- PROBLEM TO SOLVE: Return all of the entries exactly as written.
Start of EXERCISE INPUTS
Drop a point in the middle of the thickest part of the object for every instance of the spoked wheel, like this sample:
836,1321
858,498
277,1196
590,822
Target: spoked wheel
End of EXERCISE INPUTS
- EXERCISE SOLUTION:
Drop a point in the middle of the thickest part of the object for every instance of the spoked wheel, like this sample:
836,1321
858,498
277,1196
590,822
Target: spoked wheel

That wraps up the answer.